■ Problem to work on
In your copy, include every entry exactly as written but no pictures.

■ Record set
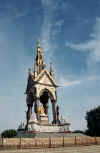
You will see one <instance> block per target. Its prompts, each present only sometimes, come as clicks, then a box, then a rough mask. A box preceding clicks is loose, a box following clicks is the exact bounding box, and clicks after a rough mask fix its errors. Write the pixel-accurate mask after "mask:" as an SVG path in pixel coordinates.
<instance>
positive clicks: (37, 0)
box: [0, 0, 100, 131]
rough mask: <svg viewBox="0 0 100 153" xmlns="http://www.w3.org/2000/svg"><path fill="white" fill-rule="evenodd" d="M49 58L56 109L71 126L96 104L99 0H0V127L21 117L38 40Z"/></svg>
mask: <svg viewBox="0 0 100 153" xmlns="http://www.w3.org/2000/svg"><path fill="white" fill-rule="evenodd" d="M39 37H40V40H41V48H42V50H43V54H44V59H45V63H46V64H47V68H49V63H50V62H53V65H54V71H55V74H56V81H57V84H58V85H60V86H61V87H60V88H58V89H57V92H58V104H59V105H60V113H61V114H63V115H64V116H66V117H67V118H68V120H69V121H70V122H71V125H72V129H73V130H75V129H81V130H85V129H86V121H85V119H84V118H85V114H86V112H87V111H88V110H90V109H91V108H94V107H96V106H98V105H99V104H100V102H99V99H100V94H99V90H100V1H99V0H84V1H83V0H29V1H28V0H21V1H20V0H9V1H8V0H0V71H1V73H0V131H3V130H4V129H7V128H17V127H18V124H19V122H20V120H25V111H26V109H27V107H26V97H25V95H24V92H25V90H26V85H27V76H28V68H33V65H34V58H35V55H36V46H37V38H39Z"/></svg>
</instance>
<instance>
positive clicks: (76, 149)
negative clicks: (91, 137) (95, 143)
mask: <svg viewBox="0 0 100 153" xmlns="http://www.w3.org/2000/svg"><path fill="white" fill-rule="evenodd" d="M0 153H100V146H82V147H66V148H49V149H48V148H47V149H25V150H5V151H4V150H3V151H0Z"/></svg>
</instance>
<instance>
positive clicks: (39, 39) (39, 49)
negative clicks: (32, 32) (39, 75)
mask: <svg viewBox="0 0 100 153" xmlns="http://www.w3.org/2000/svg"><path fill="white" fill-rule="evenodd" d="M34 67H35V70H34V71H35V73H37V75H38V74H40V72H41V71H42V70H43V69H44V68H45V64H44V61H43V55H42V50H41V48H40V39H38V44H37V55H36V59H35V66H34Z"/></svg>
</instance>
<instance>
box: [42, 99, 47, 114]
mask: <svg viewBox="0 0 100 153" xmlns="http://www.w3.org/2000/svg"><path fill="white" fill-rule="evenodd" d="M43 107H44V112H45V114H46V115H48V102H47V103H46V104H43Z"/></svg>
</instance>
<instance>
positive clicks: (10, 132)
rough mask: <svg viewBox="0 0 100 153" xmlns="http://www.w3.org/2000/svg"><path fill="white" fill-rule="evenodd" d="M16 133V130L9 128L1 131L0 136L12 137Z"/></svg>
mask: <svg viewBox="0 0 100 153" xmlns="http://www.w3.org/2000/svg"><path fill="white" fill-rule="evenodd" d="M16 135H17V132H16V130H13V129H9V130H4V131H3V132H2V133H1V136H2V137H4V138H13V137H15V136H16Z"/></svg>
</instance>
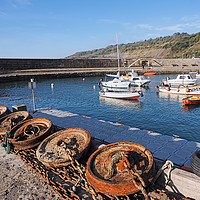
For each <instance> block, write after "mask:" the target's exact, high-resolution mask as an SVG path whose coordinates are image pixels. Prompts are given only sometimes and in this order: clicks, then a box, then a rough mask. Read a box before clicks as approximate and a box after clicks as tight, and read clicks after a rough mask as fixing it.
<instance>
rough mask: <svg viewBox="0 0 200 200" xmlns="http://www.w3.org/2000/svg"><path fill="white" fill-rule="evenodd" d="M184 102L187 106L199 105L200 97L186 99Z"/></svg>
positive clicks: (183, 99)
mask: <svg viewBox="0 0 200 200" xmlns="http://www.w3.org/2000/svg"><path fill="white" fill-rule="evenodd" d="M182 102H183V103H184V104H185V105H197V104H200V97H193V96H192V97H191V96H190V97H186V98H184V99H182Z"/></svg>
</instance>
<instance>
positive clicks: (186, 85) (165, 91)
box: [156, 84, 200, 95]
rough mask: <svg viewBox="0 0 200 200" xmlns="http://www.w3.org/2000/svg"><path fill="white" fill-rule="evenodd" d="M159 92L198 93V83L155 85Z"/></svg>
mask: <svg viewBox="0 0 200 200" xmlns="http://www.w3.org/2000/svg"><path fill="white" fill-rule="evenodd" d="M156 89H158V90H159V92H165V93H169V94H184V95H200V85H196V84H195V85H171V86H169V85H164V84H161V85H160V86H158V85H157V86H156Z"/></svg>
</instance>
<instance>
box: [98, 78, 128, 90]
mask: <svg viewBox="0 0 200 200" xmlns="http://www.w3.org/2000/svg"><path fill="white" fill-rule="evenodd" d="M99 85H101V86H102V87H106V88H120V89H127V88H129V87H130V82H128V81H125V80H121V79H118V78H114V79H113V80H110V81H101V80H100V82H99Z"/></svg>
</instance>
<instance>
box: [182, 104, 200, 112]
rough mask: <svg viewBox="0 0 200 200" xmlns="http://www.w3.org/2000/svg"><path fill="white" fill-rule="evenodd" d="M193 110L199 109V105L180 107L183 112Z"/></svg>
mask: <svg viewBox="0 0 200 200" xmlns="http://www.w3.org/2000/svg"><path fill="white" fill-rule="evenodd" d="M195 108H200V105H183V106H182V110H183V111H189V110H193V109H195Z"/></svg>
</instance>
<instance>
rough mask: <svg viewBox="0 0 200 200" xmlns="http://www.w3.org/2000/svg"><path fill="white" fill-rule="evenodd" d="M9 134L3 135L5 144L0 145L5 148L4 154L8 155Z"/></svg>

■ Exercise response
You will see one <instance> block per target. Its prompts, each present only sometimes, come as clicks, then a box, then a rough mask. A box preceding clicks is loose, a box following clicks is the exact bounding box, and clicks after a rough mask fix its errors. Write the pixel-accurate mask after "mask:" as an SVG path in pixel coordinates.
<instance>
positive clicks: (37, 0)
box: [0, 0, 100, 131]
rough mask: <svg viewBox="0 0 100 153" xmlns="http://www.w3.org/2000/svg"><path fill="white" fill-rule="evenodd" d="M49 58L56 109L71 126L96 104L99 0H0V127L21 117L38 40Z"/></svg>
mask: <svg viewBox="0 0 100 153" xmlns="http://www.w3.org/2000/svg"><path fill="white" fill-rule="evenodd" d="M39 37H40V40H41V48H42V50H43V54H44V59H45V63H46V64H47V68H49V63H50V62H53V65H54V71H55V74H56V81H57V84H58V85H60V86H61V87H60V88H58V89H57V92H58V104H59V105H60V113H61V114H63V115H64V116H66V117H67V118H68V120H69V121H70V122H71V125H72V129H73V130H75V129H81V130H85V129H86V121H85V119H84V118H85V114H86V112H87V111H88V110H90V109H91V108H94V107H96V106H98V105H99V104H100V102H99V99H100V94H99V90H100V1H99V0H84V1H83V0H29V1H28V0H21V1H20V0H9V1H8V0H0V71H1V73H0V131H3V130H4V129H7V128H17V127H18V124H19V122H20V120H25V111H26V109H27V107H26V97H25V95H24V92H25V90H26V85H27V76H28V68H33V65H34V58H35V55H36V46H37V38H39Z"/></svg>
</instance>
<instance>
positive clicks: (76, 149)
negative clicks: (91, 137) (95, 143)
mask: <svg viewBox="0 0 100 153" xmlns="http://www.w3.org/2000/svg"><path fill="white" fill-rule="evenodd" d="M0 153H100V146H82V147H66V148H49V149H48V148H47V149H25V150H5V151H4V150H3V151H0Z"/></svg>
</instance>
<instance>
positive clicks: (39, 39) (39, 49)
negative clicks: (32, 32) (39, 75)
mask: <svg viewBox="0 0 100 153" xmlns="http://www.w3.org/2000/svg"><path fill="white" fill-rule="evenodd" d="M34 67H35V70H34V71H35V73H37V75H38V74H40V72H41V71H42V70H43V69H44V68H45V64H44V61H43V55H42V50H41V48H40V39H38V44H37V55H36V59H35V66H34Z"/></svg>
</instance>
<instance>
box: [42, 99, 47, 114]
mask: <svg viewBox="0 0 100 153" xmlns="http://www.w3.org/2000/svg"><path fill="white" fill-rule="evenodd" d="M43 107H44V112H45V114H46V115H48V102H47V103H46V104H43Z"/></svg>
</instance>
<instance>
positive clicks: (10, 132)
rough mask: <svg viewBox="0 0 100 153" xmlns="http://www.w3.org/2000/svg"><path fill="white" fill-rule="evenodd" d="M16 133V130L9 128L1 131L0 136L12 137Z"/></svg>
mask: <svg viewBox="0 0 100 153" xmlns="http://www.w3.org/2000/svg"><path fill="white" fill-rule="evenodd" d="M16 135H17V132H16V130H13V129H9V130H4V131H3V132H2V133H1V136H2V137H4V138H13V137H15V136H16Z"/></svg>
</instance>
For each <instance> block, write after "mask:" the target's exact, high-resolution mask as an SVG path whose coordinates are image pixels. Prompts are given only sometimes and in this order: clicks, then a box, then a rough mask. Read a box before clicks as approximate and a box after clicks as tight, and read clicks after a rough mask as fixing it.
<instance>
rough mask: <svg viewBox="0 0 200 200" xmlns="http://www.w3.org/2000/svg"><path fill="white" fill-rule="evenodd" d="M184 102L187 106L199 105L200 97L186 99Z"/></svg>
positive clicks: (183, 99)
mask: <svg viewBox="0 0 200 200" xmlns="http://www.w3.org/2000/svg"><path fill="white" fill-rule="evenodd" d="M182 102H183V103H184V104H185V105H197V104H200V97H193V96H192V97H191V96H190V97H186V98H184V99H182Z"/></svg>
</instance>
<instance>
positive clicks: (186, 85) (165, 91)
box: [156, 84, 200, 95]
rough mask: <svg viewBox="0 0 200 200" xmlns="http://www.w3.org/2000/svg"><path fill="white" fill-rule="evenodd" d="M159 92L198 93V83L155 85Z"/></svg>
mask: <svg viewBox="0 0 200 200" xmlns="http://www.w3.org/2000/svg"><path fill="white" fill-rule="evenodd" d="M156 89H158V90H159V92H165V93H169V94H184V95H200V85H196V84H195V85H171V86H169V85H164V84H161V85H160V86H158V85H157V86H156Z"/></svg>
</instance>
<instance>
box: [98, 78, 128, 90]
mask: <svg viewBox="0 0 200 200" xmlns="http://www.w3.org/2000/svg"><path fill="white" fill-rule="evenodd" d="M99 85H101V86H102V87H106V88H120V89H127V88H129V87H130V82H128V81H125V80H121V79H118V78H114V79H113V80H110V81H101V80H100V82H99Z"/></svg>
</instance>
<instance>
box: [182, 104, 200, 112]
rough mask: <svg viewBox="0 0 200 200" xmlns="http://www.w3.org/2000/svg"><path fill="white" fill-rule="evenodd" d="M193 110L199 109V105L180 107L183 112Z"/></svg>
mask: <svg viewBox="0 0 200 200" xmlns="http://www.w3.org/2000/svg"><path fill="white" fill-rule="evenodd" d="M195 108H200V105H183V106H182V110H183V111H189V110H193V109H195Z"/></svg>
</instance>
<instance>
rough mask: <svg viewBox="0 0 200 200" xmlns="http://www.w3.org/2000/svg"><path fill="white" fill-rule="evenodd" d="M9 134L3 135L5 144L0 145L5 148L4 154L8 155Z"/></svg>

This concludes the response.